- DESCRIPTION OF THE TASK -
Only the lines from the line containing "looking at this image rn and trying to find the dock" to the end of the entries, both included, belong in your answer, and each must match exactly.

(MATERIAL PROVIDED Opens)

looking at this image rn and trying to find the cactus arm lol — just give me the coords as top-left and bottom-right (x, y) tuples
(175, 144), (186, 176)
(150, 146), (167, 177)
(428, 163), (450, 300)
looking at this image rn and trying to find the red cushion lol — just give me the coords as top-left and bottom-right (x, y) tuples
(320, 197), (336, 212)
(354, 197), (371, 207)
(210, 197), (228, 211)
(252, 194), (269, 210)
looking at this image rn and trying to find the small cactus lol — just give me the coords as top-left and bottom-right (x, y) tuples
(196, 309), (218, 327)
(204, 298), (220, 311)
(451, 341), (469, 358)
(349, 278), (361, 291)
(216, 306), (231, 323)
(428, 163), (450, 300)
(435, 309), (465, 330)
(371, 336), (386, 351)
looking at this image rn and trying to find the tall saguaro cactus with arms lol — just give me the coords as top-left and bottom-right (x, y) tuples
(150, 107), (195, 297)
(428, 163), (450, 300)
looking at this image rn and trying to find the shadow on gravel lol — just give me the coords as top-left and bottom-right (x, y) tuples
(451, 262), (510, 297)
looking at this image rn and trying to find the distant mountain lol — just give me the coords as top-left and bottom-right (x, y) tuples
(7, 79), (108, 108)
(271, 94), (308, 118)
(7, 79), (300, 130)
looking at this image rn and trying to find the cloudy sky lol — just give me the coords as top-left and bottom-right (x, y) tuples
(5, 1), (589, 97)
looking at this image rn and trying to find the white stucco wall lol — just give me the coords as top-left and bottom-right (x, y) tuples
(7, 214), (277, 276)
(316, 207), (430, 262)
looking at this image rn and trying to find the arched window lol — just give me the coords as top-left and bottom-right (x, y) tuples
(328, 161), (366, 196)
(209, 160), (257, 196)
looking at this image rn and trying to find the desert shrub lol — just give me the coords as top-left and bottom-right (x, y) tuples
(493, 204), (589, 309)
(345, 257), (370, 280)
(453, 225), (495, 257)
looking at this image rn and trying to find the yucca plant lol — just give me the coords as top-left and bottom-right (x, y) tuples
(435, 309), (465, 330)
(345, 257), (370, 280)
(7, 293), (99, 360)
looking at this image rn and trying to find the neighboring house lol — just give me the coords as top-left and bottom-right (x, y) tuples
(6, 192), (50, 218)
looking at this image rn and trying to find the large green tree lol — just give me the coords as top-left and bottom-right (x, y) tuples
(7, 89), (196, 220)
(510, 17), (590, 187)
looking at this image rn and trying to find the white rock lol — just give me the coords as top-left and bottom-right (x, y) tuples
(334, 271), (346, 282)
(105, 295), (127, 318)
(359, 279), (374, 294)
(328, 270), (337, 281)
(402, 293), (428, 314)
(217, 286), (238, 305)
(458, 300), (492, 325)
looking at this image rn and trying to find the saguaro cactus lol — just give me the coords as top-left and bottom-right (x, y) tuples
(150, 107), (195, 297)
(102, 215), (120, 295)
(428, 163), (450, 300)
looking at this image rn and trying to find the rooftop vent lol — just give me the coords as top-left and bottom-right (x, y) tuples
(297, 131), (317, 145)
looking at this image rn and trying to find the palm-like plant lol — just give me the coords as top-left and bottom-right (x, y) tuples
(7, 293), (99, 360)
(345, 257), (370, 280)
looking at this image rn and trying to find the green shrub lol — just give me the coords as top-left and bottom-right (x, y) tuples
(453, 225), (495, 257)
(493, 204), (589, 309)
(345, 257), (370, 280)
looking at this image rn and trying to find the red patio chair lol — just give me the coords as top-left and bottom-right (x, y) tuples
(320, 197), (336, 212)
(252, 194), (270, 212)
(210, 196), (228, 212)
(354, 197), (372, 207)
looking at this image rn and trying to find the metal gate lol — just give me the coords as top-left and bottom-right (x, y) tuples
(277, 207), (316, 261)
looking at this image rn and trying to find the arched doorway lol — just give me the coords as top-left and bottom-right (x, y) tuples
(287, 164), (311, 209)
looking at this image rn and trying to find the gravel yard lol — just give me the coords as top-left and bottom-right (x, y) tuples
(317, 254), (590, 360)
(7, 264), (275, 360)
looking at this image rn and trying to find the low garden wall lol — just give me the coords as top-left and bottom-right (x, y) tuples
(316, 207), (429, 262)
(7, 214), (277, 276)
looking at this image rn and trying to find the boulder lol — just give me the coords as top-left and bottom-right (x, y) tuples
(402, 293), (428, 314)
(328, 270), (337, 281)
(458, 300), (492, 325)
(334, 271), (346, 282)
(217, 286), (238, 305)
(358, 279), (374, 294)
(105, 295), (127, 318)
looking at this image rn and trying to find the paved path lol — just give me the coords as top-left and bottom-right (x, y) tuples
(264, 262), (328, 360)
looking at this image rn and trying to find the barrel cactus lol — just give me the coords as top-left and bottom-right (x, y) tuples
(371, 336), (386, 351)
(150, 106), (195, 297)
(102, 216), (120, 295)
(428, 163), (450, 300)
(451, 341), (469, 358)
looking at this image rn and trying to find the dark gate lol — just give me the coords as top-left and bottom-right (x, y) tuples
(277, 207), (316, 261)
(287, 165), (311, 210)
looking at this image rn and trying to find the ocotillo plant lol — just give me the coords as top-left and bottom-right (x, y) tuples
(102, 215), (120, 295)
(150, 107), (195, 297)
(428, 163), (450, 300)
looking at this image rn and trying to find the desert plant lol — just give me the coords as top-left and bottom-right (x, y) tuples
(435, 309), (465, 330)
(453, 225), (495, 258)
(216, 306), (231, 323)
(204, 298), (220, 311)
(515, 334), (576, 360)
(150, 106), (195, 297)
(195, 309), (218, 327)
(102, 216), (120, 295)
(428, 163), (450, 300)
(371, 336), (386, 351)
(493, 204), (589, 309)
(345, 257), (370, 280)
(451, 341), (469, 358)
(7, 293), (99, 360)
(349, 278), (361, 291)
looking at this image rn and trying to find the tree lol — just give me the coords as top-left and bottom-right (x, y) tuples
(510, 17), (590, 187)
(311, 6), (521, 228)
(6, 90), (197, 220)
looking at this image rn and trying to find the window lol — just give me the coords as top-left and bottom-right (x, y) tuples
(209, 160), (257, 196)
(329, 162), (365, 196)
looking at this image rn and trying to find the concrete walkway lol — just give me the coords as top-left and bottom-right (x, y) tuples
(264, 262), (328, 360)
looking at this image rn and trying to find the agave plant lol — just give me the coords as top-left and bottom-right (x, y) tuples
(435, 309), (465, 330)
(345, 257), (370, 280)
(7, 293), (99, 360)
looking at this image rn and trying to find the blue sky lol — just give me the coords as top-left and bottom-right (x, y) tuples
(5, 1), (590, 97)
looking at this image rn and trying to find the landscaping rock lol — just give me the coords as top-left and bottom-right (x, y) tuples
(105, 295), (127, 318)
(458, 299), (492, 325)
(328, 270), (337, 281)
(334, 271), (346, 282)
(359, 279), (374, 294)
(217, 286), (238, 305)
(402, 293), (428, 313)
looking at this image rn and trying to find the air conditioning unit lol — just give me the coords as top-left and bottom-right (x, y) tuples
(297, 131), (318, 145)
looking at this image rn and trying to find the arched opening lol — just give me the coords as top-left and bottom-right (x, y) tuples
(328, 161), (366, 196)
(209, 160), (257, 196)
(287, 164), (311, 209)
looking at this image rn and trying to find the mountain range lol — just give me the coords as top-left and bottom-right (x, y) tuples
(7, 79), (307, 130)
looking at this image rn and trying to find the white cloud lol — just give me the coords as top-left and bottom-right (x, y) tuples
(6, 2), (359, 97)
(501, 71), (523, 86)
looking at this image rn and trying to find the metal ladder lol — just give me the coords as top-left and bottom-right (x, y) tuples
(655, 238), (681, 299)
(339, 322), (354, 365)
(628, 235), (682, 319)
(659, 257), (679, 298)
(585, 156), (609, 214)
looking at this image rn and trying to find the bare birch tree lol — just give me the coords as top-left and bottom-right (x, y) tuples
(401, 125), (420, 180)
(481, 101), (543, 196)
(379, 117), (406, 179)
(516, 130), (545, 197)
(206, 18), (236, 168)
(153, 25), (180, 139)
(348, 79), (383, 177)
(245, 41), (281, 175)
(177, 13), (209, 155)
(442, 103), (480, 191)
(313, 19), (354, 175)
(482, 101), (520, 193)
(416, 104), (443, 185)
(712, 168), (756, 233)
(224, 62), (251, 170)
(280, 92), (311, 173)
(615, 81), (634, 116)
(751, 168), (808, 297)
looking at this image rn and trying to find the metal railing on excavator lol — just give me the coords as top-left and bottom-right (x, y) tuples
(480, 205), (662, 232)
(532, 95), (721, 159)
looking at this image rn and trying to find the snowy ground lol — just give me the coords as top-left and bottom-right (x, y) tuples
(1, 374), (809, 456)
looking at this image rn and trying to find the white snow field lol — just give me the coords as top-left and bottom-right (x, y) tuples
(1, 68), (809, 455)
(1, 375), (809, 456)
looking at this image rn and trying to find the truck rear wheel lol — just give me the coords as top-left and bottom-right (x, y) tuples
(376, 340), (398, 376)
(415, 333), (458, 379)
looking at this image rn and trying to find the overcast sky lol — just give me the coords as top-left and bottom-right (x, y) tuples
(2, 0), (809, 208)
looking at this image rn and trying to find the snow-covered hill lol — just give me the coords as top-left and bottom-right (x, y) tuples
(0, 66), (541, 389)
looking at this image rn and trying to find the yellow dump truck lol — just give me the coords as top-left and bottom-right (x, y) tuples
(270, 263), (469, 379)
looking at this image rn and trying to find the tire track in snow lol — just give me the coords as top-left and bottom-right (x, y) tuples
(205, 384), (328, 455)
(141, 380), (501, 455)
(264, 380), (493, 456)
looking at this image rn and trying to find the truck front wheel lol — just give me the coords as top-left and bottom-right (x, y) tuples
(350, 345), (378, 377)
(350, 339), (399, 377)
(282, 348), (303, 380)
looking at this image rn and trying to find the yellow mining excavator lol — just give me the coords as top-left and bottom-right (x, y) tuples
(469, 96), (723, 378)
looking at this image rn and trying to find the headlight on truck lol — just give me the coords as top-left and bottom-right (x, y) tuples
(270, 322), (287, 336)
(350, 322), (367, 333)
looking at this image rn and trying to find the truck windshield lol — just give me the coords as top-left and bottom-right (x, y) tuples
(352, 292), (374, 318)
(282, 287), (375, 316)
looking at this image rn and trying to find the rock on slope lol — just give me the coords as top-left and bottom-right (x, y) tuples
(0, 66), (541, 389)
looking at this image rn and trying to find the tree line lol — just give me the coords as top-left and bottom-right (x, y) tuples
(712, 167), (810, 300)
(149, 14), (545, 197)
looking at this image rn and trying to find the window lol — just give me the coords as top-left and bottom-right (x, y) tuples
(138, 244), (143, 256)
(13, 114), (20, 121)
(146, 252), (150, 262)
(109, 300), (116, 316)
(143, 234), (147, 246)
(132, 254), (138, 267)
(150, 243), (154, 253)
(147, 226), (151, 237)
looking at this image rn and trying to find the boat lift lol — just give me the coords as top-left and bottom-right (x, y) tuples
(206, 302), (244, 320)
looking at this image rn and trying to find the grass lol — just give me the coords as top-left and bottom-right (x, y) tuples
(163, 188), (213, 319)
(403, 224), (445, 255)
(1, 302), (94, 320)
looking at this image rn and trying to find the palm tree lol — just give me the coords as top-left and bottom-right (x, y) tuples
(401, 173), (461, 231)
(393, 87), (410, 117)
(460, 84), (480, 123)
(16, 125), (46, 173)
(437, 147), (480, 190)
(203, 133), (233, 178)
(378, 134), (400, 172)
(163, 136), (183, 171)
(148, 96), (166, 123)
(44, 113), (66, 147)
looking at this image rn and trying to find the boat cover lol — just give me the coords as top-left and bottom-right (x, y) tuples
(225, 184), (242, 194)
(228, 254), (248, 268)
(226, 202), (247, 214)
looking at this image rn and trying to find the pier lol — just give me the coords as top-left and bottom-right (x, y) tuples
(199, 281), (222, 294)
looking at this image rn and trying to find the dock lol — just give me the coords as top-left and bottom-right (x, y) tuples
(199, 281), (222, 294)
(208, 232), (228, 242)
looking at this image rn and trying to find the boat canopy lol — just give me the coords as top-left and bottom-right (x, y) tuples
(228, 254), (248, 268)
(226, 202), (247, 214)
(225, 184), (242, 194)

(MATERIAL PROVIDED Closes)

- FINISHED EXERCISE -
looking at this image rn and trying to find the dock lol — just give me the coords as top-left and bottom-right (x, y) tuples
(199, 281), (222, 294)
(208, 232), (228, 242)
looking at this image rn and trying to find the boat canopy lol — just give me the coords as top-left and bottom-right (x, y) tuples
(228, 254), (248, 268)
(226, 202), (247, 214)
(225, 184), (242, 194)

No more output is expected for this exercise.